I mean, it's classic entrepreneurship 101. See, problem solve problem, problem solve problem, like you know, and and and, but but also, like um, everybody talks about sales to post sales, handoff, like that's like the classic, like we have a problem with this, but I I love what you guys are focused in on, which is that you know that rnd to customer team relationship that I you know, doesn't get addressed that often, like it's a problem everywhere, right, and people try to solve it with, like Jira, integrations and things like that, but it's like there's a granularity there and there's still a level of effort that you guys are focused on and trying to remove, which I think is super cool.

Speaker 1:

Yeah, and I think the side effect of like just having and I've literally tried everything in my previous company like Asana Monday Zapier, like Notion, all of the things it was like, oh my God. But in the end what I ended up hiring was what we like to call more glue people, which was our product operations team, because they would act as this translation. There their job was really understanding Because they would act as this translation there.

Speaker 1:

Their job was really understanding. Here's our priorities on the business side. Here's what product and engineering is doing. How can I bring these two together? But the problem, even with having glue people, is that a lot of these things aren't rooted in data, right? So then, yes, product operations can flag and be like hey, we have an issue here. Every time we hand something over to marketing, they get stuck for six weeks because the way product writes it and their product brief doesn't meet their criteria.

Speaker 1:

And then you have to back and forth, but because it wasn't rooted in data, you then have, like me, the chief of staff or whomever, go to the respective executives and flag this, but then the actual accountability to change anything. That's like the thing where usually things fall through and then the only way to keep mitigating it is just like hiring more glue people or just sticking with the status quo Right and we talked to a lot of people that are.

Speaker 1:

These people, whether it's product marketing or head of biz ops or CS, sometimes Right Like we see this actually in a lot of organizations where CS are these glue people they often hear the worst part of my job is understanding product progress. We hear this so consistently. I was like this is not how it should be, because those are customer facing teams and then product and engineering are the most expensive functions that work on some of the most important things, but if they're disjointed the harm to the business is really, really outsized. Right, it's really bad.

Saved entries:

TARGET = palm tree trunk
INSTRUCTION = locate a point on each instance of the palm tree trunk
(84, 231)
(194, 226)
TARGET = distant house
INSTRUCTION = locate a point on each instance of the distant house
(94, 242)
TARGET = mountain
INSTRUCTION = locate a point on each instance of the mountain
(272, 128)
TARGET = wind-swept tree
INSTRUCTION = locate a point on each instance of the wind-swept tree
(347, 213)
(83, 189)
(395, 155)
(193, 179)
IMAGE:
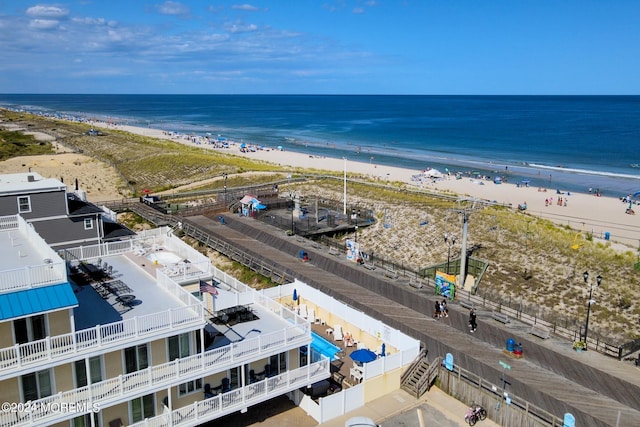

__TASKS TO CARRY OUT__
a – Return the transcript's wording from "These people, whether" up to and including "it's really bad.", word for word.
b – According to the transcript, which team did the speaker end up hiring as the "glue people" at the previous company?

__FINAL ANSWERS__
a –
These people, whether it's product marketing or head of biz ops or CS, sometimes Right Like we see this actually in a lot of organizations where CS are these glue people they often hear the worst part of my job is understanding product progress. We hear this so consistently. I was like this is not how it should be, because those are customer facing teams and then product and engineering are the most expensive functions that work on some of the most important things, but if they're disjointed the harm to the business is really, really outsized. Right, it's really bad.

b – The product operations team.